- WHAT YOU HAVE TO DO -
Using the records provided below, locate and copy each line that contains the word "target".

Natural language region descriptions:

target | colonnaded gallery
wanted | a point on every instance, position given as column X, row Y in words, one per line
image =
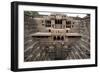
column 56, row 37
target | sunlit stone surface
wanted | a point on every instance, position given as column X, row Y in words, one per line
column 56, row 37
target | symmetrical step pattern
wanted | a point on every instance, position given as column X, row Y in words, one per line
column 35, row 51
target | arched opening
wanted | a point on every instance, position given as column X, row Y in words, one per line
column 58, row 38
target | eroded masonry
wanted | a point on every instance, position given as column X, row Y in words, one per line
column 56, row 37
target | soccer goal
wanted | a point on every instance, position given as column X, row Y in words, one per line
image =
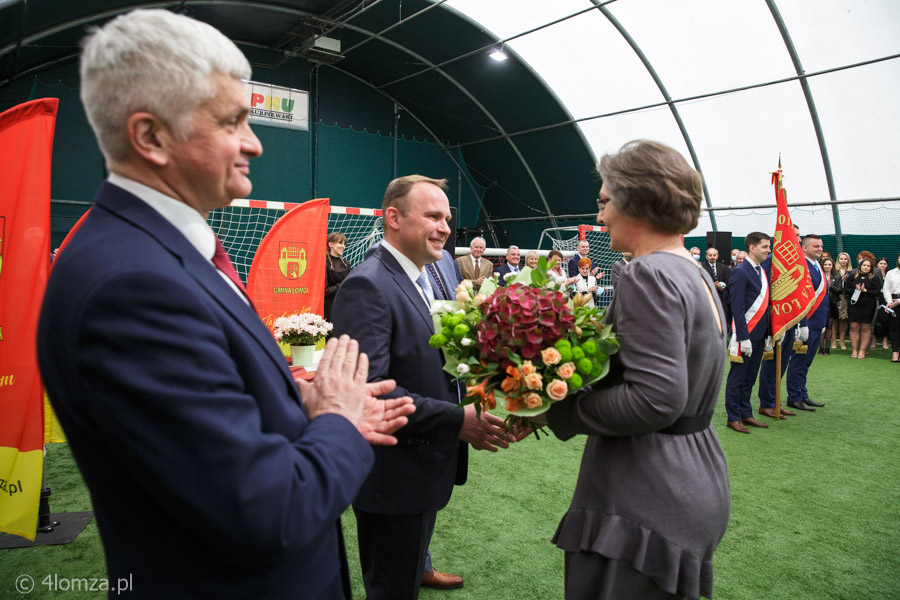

- RESPONSE AREA -
target | colonnaded gallery
target | sunlit stone surface
target | symmetrical step pattern
target | arched opening
target | eroded masonry
target | soccer goal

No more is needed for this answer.